### Task statement
For each line in the data that includes "white", make a copy.

### Input records
= = =

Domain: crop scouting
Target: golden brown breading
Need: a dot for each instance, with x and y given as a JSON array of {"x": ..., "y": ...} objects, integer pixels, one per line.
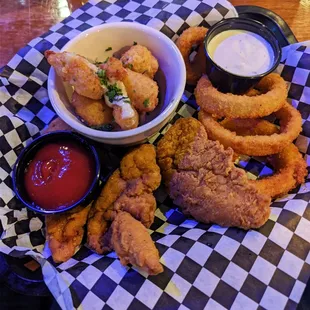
[
  {"x": 78, "y": 72},
  {"x": 128, "y": 189},
  {"x": 202, "y": 179},
  {"x": 65, "y": 231},
  {"x": 114, "y": 69},
  {"x": 93, "y": 111},
  {"x": 141, "y": 207},
  {"x": 141, "y": 163},
  {"x": 97, "y": 224},
  {"x": 133, "y": 244},
  {"x": 139, "y": 59},
  {"x": 142, "y": 91},
  {"x": 57, "y": 124}
]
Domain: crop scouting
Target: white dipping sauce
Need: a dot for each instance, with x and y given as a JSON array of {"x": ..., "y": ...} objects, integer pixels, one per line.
[
  {"x": 241, "y": 52},
  {"x": 122, "y": 101}
]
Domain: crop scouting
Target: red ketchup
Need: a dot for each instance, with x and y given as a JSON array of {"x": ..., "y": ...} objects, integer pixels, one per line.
[{"x": 59, "y": 175}]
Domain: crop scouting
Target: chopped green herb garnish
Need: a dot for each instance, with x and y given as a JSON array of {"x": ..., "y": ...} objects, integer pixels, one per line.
[
  {"x": 146, "y": 102},
  {"x": 102, "y": 76},
  {"x": 105, "y": 127},
  {"x": 97, "y": 63},
  {"x": 113, "y": 91}
]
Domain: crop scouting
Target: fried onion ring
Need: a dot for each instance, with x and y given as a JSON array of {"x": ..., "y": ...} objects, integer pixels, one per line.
[
  {"x": 258, "y": 145},
  {"x": 191, "y": 36},
  {"x": 235, "y": 106},
  {"x": 290, "y": 167}
]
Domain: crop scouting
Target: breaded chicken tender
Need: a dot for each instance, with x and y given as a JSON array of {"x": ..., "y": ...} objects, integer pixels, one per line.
[
  {"x": 141, "y": 164},
  {"x": 78, "y": 72},
  {"x": 202, "y": 179},
  {"x": 141, "y": 207},
  {"x": 115, "y": 74},
  {"x": 139, "y": 59},
  {"x": 142, "y": 91},
  {"x": 93, "y": 111},
  {"x": 65, "y": 231},
  {"x": 133, "y": 244},
  {"x": 97, "y": 222},
  {"x": 128, "y": 191},
  {"x": 114, "y": 69},
  {"x": 57, "y": 124}
]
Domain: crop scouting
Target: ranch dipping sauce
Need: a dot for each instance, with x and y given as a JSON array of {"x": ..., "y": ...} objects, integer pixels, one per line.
[{"x": 241, "y": 52}]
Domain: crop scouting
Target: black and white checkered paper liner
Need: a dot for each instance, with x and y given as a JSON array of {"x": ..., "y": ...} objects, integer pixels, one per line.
[{"x": 205, "y": 266}]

= = =

### Expected output
Target: white dipping sauce
Target: black and white checkered paper liner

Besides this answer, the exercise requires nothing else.